I swear there used to be a research forum for these types of questions...but for whatever reason, I can't find it. :(

Saying that, I have some scientific questions for our SF community...mainly dealing with the human brain, body, and orgrans once death has occurred.

#1 - How long can the human brain remain without oxygen before immeasureable brain damage occurs?

#2 - How long do our organs last before decomposition?

#3 - Assuming that you "could" resurrect someone with a drug, how many hours or days would a body have before irreperable harm has done?

#4 - Assuming that there would be brain damage...what would be the first parts of our awareness to be destroyed?

Uh, I should mention here that I am working on a book about zombies. In my tale, the POV character has died, been resurrected, and because of brain damage...has his "soul" and "consiousness" trapped inside a brain, that in essence, has been reset. Basically his can see out his eyes, speak to thoughts to himself, feel pain, and relive memories....but cannot move, speak, or let anyone know his mind is truly alive.

== == ==

> _Questions on the material_
[1] Answer these questions from the forum post:
(a) What kind of forum does the writer say used to exist?
(b) What is the writer working on?
(c) In question #2, what does the writer ask about lasting before decomposition?
[2] Decide whether each statement agrees with the forum post, answering yes or no and quoting the words that settle it:
(a) The writer was able to find the research forum.
(b) The POV character in the story has died and been resurrected.
(c) The POV character can move and speak to others.
The data entries are separate from the forum post.

Saved data entries:
== == ==

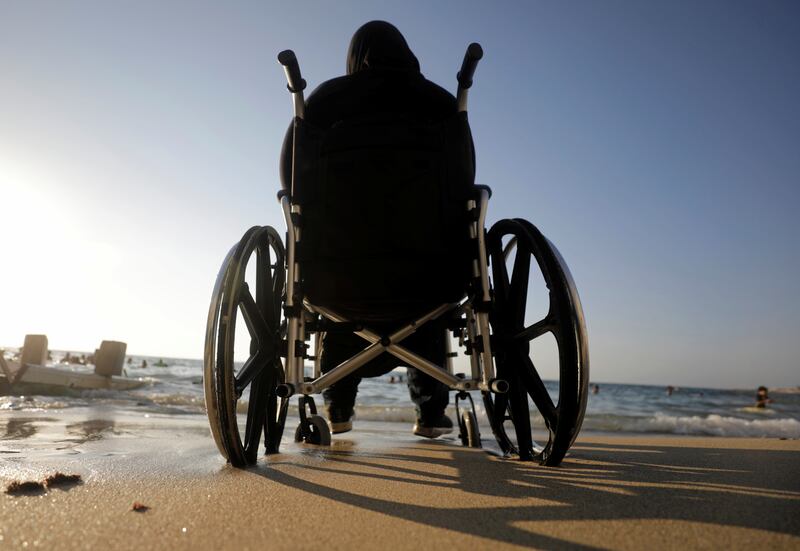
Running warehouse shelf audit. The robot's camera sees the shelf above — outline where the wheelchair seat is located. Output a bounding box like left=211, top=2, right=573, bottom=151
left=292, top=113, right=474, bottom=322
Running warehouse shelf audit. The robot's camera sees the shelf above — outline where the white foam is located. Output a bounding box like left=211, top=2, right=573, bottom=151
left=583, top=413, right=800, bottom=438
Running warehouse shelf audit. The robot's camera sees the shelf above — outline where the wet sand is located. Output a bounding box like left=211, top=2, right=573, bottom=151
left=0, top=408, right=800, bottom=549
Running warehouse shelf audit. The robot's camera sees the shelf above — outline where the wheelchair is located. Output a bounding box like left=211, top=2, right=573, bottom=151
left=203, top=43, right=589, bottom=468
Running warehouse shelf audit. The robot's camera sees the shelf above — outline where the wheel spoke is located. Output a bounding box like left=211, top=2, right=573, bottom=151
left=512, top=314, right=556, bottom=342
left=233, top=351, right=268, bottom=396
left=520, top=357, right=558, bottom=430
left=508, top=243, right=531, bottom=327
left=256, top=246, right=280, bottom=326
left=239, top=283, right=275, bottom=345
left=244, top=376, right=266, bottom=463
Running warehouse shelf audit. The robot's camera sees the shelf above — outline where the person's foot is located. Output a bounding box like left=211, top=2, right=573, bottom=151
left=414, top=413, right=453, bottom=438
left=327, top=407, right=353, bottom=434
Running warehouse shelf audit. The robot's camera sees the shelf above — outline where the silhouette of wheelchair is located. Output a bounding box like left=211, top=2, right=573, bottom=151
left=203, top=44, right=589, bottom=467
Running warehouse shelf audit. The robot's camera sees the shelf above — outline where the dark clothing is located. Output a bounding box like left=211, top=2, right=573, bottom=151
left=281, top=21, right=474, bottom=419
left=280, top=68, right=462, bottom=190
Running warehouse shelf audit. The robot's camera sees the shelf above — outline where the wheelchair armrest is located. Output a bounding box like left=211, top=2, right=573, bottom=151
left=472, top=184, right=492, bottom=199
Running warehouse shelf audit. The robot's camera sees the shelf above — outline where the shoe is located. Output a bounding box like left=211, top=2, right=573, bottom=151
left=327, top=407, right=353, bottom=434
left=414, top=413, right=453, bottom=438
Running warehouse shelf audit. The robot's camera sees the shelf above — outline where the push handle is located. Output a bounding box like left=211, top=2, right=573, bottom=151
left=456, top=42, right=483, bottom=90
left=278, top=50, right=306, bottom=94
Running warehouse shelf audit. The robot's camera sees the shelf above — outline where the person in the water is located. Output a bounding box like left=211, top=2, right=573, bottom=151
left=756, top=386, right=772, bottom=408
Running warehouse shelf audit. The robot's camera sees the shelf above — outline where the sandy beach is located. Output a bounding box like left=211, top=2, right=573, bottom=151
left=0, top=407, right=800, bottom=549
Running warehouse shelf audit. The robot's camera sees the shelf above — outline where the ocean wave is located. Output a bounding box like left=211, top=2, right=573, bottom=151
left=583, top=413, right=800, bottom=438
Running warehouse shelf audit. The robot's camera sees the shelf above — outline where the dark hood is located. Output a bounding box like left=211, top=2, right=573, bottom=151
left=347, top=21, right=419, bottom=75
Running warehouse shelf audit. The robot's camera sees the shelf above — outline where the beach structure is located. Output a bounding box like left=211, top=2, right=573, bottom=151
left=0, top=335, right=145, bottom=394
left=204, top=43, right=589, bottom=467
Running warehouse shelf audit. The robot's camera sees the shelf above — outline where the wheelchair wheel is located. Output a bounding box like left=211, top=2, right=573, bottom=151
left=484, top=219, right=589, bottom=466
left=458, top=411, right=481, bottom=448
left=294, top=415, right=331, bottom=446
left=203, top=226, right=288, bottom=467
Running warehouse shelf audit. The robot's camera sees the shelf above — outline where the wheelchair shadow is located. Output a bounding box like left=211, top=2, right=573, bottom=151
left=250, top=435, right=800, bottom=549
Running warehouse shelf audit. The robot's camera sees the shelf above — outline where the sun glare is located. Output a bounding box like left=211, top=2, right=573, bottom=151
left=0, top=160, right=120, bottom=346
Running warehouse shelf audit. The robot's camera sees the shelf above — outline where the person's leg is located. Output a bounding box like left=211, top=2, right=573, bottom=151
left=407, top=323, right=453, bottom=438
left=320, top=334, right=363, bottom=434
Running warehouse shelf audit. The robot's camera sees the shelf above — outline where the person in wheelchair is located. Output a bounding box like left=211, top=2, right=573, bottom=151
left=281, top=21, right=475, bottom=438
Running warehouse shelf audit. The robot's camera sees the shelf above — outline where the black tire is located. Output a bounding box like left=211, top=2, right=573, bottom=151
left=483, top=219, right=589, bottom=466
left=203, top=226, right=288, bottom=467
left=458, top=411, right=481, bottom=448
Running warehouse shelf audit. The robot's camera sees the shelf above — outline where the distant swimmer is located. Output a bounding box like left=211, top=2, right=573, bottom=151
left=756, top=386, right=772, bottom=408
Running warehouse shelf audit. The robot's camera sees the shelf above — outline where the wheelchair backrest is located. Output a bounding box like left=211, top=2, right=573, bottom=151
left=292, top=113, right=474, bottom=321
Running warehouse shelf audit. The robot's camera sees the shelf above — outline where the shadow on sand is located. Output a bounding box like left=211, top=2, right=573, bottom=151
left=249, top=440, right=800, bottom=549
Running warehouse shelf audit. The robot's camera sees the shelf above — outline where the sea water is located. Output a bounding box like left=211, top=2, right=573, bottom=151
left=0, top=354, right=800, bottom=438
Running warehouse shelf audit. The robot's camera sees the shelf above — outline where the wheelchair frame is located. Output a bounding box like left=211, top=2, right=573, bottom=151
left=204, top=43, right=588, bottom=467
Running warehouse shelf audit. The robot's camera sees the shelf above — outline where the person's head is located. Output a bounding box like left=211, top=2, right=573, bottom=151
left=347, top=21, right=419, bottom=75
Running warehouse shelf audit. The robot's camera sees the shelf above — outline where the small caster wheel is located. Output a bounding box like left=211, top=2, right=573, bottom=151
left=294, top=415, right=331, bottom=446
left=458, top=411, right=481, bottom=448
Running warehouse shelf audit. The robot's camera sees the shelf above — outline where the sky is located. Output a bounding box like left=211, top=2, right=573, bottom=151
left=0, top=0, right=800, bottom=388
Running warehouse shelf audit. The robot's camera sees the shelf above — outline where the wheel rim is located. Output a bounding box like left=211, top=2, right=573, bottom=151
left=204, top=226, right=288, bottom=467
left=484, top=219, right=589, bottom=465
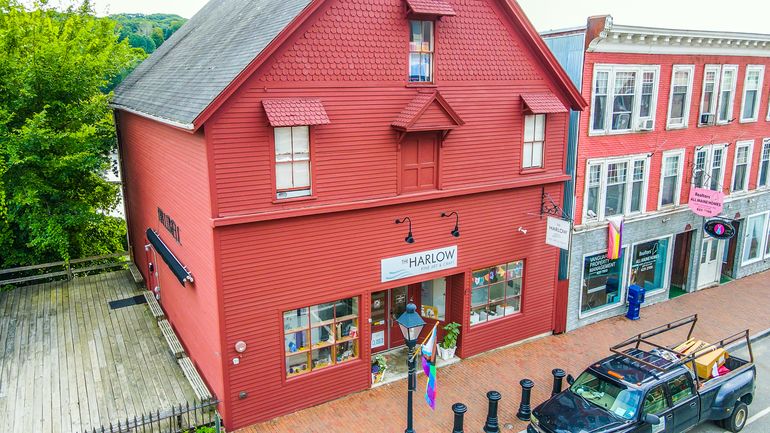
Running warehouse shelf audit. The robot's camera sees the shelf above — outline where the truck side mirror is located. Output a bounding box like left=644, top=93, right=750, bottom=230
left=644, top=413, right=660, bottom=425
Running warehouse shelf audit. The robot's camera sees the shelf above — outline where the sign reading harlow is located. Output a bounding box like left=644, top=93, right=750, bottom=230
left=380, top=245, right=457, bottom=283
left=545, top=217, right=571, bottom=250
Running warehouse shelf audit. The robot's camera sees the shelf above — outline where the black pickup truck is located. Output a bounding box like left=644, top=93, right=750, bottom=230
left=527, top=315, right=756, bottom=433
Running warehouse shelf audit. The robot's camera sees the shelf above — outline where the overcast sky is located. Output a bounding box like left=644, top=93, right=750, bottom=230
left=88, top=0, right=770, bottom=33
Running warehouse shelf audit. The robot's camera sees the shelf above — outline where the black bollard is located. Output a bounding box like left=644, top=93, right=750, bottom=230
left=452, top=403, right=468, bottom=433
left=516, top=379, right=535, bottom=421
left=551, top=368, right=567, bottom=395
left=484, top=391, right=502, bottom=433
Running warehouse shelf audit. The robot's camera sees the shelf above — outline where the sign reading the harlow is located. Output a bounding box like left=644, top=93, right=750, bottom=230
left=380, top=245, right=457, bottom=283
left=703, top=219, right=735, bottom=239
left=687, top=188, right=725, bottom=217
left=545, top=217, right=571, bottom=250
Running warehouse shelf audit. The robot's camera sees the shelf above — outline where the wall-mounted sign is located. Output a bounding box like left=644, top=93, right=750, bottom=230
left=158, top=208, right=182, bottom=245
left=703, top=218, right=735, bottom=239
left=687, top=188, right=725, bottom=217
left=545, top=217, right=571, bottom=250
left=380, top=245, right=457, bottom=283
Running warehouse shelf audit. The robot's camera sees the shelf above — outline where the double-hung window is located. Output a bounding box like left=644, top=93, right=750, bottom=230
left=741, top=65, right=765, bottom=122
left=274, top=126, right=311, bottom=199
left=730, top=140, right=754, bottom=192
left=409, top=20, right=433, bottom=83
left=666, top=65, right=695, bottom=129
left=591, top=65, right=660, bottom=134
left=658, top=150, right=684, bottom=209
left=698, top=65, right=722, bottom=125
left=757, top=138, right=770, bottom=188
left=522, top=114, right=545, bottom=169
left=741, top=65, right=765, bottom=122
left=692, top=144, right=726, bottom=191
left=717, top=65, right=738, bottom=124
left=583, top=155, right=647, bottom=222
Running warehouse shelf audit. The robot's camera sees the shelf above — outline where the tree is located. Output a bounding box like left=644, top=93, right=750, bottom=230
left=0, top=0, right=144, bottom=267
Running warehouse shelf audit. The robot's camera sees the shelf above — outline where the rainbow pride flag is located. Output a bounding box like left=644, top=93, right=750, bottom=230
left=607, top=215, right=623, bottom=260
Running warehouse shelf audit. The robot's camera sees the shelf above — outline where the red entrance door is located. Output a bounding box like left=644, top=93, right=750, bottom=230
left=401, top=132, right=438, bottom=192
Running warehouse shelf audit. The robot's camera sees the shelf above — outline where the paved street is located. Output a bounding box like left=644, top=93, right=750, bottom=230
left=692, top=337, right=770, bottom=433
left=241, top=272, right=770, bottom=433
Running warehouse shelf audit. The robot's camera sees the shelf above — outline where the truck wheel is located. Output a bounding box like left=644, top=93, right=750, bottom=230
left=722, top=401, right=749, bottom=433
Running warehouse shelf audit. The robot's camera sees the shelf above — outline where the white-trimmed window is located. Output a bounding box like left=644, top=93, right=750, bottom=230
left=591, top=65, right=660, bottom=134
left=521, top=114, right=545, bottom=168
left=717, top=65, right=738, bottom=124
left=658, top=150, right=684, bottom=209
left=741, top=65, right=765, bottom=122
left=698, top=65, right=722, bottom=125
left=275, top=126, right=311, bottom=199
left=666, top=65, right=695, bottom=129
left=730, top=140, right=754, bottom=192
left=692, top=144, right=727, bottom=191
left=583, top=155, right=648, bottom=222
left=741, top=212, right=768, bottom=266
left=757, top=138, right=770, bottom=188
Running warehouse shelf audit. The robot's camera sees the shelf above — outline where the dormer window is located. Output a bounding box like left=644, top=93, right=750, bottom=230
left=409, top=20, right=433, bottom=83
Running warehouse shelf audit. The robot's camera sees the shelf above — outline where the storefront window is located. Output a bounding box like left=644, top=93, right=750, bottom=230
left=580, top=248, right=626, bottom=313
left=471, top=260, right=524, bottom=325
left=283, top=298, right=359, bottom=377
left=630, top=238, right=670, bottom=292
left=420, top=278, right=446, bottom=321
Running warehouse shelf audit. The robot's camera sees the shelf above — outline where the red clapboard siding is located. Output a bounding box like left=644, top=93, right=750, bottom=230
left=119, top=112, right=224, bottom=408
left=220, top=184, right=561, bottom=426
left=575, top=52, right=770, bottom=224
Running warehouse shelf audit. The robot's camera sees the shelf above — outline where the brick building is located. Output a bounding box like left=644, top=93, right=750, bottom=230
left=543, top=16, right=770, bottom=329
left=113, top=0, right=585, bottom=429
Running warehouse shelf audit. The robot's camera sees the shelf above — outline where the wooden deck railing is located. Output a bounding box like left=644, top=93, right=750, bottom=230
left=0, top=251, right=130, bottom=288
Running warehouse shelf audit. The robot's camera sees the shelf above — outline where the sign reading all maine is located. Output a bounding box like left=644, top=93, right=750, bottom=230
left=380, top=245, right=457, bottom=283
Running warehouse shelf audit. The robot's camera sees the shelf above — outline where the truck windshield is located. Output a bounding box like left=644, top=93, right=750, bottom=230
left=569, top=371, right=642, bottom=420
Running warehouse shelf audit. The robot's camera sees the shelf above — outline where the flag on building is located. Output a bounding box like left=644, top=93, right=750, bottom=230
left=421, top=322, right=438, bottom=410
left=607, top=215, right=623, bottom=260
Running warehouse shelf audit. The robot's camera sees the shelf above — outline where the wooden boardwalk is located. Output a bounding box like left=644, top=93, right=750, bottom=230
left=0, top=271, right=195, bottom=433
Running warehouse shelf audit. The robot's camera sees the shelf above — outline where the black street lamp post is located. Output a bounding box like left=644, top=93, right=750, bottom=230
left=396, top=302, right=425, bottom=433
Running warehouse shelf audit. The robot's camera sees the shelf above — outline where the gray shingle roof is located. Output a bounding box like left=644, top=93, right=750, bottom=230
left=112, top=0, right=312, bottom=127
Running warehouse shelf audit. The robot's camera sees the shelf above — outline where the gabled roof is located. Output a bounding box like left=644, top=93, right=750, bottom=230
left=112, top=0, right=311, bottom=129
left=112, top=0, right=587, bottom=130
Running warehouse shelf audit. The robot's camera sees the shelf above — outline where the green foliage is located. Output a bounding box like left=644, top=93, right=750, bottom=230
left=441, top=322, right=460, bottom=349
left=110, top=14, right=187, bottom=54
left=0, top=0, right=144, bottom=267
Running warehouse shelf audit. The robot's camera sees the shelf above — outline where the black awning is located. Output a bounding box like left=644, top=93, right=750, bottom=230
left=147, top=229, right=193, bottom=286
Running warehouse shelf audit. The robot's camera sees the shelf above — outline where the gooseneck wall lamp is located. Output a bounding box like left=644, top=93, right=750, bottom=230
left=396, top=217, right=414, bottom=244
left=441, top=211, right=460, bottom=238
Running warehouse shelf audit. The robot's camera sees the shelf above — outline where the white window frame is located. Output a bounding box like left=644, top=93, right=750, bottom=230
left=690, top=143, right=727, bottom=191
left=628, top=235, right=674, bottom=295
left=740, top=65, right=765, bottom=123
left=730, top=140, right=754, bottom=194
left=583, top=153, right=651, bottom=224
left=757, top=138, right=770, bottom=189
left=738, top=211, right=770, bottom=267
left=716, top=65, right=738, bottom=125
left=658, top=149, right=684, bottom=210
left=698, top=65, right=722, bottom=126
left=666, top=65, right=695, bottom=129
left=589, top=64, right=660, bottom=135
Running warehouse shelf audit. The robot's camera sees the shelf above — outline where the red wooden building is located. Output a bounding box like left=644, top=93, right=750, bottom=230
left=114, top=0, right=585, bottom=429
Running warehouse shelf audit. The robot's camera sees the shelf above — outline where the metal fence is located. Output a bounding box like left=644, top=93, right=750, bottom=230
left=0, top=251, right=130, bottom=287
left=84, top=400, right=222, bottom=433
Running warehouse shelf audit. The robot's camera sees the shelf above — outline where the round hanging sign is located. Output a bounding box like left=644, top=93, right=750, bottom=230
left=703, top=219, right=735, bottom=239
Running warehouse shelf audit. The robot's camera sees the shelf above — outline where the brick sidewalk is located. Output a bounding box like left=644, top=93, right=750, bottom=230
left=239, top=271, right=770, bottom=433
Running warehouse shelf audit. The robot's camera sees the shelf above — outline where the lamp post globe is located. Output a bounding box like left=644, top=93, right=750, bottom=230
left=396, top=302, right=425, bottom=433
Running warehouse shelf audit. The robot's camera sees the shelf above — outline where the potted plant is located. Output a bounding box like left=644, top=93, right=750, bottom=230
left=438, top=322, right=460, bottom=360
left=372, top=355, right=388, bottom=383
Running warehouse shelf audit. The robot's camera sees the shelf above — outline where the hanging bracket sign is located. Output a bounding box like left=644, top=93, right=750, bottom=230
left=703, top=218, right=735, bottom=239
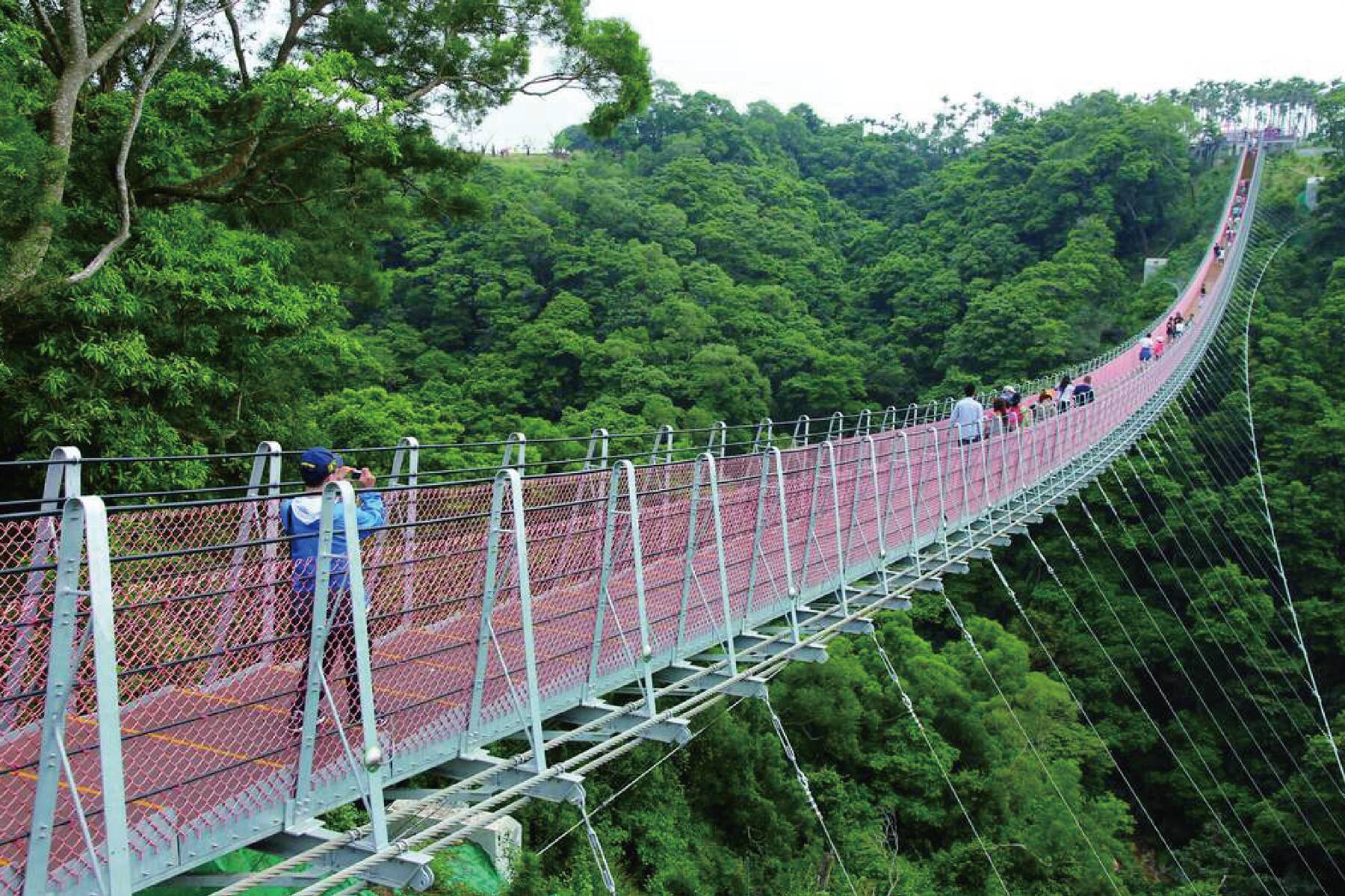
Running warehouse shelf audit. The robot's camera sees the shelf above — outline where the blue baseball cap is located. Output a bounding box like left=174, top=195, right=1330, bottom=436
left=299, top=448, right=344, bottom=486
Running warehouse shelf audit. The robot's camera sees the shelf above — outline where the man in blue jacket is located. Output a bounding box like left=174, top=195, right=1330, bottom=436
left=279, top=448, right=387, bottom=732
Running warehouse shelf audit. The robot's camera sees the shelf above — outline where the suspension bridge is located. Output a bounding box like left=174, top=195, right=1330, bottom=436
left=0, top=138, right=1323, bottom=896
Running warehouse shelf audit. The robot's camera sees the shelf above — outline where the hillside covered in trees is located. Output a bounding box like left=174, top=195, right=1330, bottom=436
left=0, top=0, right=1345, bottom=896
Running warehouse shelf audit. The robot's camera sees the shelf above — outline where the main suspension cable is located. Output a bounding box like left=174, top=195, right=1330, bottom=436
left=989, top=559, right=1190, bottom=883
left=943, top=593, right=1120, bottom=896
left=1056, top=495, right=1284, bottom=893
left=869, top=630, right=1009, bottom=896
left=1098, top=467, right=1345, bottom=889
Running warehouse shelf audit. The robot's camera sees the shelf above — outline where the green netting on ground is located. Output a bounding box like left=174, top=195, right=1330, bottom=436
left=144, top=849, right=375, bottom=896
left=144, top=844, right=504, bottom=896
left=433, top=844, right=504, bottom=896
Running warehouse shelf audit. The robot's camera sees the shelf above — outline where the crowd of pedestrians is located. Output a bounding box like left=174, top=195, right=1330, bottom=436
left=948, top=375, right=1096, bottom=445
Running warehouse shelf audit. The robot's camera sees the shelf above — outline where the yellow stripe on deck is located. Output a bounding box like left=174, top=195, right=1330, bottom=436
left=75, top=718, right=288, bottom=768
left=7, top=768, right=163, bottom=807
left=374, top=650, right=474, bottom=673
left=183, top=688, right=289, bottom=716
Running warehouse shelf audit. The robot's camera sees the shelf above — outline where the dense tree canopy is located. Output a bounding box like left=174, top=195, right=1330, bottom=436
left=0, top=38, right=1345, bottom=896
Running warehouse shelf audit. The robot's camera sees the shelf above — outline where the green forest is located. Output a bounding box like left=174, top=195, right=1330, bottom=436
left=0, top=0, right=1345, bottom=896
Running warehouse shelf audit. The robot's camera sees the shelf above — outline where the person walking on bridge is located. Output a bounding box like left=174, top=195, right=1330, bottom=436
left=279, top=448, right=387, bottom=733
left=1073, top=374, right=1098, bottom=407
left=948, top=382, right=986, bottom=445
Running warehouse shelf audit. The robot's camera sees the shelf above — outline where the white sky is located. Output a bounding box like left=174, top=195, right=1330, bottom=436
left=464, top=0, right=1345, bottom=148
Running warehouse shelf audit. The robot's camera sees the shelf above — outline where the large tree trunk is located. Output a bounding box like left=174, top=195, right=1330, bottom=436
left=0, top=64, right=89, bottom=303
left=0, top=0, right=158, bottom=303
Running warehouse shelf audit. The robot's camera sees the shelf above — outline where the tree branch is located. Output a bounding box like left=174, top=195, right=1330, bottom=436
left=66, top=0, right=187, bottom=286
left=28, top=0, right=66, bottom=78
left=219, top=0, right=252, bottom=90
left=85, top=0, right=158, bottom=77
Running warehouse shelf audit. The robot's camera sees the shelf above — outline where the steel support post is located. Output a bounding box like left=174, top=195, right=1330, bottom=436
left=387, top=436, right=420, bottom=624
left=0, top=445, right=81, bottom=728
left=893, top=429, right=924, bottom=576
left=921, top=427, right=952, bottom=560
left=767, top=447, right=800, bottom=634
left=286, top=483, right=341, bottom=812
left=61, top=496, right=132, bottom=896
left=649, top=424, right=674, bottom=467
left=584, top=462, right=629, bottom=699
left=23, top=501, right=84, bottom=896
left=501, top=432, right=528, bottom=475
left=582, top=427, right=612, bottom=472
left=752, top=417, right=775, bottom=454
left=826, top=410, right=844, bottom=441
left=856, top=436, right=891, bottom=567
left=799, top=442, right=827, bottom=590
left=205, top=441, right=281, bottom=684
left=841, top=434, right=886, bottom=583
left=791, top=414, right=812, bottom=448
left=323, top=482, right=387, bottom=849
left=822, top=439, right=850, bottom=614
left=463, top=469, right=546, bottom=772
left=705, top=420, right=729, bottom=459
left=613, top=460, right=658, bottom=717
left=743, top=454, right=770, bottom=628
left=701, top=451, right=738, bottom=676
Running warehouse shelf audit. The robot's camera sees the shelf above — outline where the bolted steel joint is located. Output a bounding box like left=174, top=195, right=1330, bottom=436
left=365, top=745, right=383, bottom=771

== == ==

> _Outputs for the tasks_
[1]
(a) A research forum for these types of questions.
(b) A book about zombies.
(c) Our organs.

[2]
(a) No: "I can't find it."
(b) Yes: "the POV character has died, been resurrected"
(c) No: "but cannot move, speak, or let anyone know his mind is truly alive."